◆ Aim:
Every line from the line containing "Target: watch face" through the final line below is to be repeated exactly; no other line is.

◆ Record extracts:
-- -- --

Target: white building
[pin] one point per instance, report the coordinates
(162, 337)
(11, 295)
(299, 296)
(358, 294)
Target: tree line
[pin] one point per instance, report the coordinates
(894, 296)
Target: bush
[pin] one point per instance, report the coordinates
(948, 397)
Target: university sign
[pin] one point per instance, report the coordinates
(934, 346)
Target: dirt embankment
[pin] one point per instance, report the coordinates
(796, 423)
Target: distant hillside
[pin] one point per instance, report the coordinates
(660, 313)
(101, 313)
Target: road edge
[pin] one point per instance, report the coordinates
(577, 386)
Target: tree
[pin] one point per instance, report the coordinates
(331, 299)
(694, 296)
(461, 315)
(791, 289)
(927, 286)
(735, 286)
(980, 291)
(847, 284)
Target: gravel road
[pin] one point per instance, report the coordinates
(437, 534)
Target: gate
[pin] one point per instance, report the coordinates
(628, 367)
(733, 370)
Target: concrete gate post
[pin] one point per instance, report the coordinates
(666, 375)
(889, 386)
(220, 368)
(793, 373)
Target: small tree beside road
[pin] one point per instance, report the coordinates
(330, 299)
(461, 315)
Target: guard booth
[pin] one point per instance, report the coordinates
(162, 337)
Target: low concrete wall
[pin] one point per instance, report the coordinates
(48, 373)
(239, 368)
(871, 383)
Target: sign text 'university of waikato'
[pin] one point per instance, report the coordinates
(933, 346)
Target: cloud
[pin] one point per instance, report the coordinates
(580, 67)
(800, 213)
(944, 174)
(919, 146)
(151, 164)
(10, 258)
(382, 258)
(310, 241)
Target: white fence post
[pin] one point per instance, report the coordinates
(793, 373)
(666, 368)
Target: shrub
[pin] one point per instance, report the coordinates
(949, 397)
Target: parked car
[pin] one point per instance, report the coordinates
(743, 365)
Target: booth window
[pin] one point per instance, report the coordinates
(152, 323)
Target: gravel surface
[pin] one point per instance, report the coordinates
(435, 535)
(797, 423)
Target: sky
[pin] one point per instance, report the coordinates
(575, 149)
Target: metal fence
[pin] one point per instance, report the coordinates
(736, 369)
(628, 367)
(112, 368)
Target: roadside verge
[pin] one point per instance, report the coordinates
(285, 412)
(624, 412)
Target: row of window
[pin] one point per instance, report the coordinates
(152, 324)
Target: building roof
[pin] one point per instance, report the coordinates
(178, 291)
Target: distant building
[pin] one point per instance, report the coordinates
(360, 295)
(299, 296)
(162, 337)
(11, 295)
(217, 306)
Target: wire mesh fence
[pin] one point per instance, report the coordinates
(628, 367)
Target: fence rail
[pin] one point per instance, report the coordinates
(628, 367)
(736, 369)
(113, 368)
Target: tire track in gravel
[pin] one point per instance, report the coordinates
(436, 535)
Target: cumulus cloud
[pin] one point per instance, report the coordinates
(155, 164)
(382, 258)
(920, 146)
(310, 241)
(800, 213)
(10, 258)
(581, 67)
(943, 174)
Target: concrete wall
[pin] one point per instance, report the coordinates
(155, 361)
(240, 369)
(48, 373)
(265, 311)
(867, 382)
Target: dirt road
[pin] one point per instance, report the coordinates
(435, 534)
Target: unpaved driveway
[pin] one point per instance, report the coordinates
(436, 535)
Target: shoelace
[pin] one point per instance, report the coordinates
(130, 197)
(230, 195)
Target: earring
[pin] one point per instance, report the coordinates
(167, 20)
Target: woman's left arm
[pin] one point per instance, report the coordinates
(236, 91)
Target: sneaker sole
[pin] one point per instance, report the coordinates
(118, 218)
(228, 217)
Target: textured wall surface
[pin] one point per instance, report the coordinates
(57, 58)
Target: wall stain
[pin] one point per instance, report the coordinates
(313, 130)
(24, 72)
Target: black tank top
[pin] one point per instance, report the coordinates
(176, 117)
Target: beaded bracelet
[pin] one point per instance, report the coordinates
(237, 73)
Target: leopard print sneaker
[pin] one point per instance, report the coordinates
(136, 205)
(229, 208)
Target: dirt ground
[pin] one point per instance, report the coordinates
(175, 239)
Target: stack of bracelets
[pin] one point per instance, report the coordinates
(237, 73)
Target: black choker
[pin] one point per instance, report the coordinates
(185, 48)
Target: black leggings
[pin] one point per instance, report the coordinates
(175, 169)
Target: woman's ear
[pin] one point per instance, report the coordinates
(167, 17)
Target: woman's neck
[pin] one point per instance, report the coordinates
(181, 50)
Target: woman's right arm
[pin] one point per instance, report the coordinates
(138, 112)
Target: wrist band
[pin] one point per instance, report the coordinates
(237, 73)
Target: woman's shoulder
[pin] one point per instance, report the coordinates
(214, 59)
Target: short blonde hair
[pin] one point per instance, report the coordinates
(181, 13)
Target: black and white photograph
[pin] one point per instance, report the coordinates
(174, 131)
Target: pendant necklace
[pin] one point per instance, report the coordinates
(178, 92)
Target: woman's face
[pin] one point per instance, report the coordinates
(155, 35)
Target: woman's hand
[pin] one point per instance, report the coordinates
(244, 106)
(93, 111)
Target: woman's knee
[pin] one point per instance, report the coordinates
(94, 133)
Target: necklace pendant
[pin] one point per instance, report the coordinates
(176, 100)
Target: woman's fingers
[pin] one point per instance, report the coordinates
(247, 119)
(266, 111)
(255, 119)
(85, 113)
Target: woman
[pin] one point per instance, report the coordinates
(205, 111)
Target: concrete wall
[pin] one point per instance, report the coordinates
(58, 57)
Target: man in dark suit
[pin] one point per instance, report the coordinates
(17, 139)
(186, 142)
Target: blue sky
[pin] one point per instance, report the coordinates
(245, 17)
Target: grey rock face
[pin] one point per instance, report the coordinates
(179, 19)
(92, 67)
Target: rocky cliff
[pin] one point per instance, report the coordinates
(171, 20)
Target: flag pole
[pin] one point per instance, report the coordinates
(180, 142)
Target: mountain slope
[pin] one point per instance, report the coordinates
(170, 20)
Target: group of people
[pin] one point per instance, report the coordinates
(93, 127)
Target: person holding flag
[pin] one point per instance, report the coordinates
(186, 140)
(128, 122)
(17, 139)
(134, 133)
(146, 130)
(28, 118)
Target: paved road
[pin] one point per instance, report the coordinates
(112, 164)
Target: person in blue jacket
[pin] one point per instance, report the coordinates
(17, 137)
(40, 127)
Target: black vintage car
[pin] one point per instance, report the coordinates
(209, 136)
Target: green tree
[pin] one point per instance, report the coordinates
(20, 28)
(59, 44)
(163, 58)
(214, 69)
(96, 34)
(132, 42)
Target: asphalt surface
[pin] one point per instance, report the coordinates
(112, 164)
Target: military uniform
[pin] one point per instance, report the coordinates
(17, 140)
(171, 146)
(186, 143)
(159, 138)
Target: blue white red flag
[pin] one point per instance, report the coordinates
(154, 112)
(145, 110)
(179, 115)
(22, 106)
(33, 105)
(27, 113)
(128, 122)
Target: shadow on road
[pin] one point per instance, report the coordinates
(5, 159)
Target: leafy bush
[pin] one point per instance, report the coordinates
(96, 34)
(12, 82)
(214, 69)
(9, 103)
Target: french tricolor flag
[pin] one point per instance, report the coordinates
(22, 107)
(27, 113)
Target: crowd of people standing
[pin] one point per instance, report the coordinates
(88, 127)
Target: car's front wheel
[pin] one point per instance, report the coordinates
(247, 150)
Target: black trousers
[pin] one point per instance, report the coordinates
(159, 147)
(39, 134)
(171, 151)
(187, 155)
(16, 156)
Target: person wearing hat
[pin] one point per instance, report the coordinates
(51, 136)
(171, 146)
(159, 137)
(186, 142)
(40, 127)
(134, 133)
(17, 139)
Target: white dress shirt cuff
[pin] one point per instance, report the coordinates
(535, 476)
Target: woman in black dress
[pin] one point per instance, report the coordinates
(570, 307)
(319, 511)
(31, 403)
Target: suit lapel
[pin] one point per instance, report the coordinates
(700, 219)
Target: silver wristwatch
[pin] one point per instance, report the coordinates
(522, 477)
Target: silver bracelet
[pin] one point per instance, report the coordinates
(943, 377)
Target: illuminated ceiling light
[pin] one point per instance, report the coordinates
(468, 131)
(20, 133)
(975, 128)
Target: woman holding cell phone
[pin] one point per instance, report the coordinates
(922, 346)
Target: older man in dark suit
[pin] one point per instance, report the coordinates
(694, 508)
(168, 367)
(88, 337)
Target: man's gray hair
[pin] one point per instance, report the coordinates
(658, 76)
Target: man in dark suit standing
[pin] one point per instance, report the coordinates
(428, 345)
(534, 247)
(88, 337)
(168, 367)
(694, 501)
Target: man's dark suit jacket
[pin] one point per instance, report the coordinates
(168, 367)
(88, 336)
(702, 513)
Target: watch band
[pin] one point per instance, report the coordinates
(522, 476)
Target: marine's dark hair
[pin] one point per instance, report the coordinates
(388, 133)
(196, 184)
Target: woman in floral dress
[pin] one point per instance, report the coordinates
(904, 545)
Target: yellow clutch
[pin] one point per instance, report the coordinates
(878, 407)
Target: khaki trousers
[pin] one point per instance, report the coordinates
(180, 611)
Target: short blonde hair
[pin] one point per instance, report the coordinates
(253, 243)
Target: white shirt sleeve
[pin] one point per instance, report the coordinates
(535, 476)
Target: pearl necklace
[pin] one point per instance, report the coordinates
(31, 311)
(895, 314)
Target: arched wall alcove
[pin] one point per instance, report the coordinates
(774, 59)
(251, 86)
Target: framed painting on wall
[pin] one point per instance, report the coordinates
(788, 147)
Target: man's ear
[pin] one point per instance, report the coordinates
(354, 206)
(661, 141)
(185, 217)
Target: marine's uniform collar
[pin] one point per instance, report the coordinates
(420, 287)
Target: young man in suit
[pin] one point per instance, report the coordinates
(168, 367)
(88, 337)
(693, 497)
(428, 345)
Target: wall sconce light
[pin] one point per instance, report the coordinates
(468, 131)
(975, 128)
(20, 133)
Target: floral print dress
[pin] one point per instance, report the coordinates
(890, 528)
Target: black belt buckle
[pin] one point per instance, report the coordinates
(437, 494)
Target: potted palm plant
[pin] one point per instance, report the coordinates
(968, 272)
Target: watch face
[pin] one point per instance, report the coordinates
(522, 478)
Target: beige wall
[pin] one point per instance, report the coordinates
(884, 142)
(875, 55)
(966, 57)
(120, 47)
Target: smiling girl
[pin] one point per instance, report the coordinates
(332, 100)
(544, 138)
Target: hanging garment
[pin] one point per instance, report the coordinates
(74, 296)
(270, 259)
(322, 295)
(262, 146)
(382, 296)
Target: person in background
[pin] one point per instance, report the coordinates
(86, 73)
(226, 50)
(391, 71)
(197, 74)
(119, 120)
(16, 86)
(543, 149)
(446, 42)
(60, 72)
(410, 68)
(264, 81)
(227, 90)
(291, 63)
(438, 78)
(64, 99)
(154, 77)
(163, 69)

-- -- --

◆ Answer to the exercise:
Target: watch face
[pin] one point per instance, report the coordinates
(522, 478)
Target: beige wall
[pin] one point per instance, report the coordinates
(884, 142)
(875, 55)
(966, 57)
(120, 47)
Target: smiling girl
[pin] one point per instance, report the coordinates
(332, 100)
(544, 138)
Target: hanging garment
[pin] one point per instance, report the coordinates
(74, 296)
(270, 259)
(322, 295)
(262, 146)
(382, 296)
Target: person in background
[pin] one point per instance, report the coordinates
(86, 73)
(226, 50)
(391, 71)
(197, 74)
(119, 120)
(16, 86)
(543, 149)
(446, 42)
(60, 72)
(410, 68)
(264, 81)
(227, 90)
(291, 63)
(438, 78)
(64, 99)
(154, 77)
(163, 69)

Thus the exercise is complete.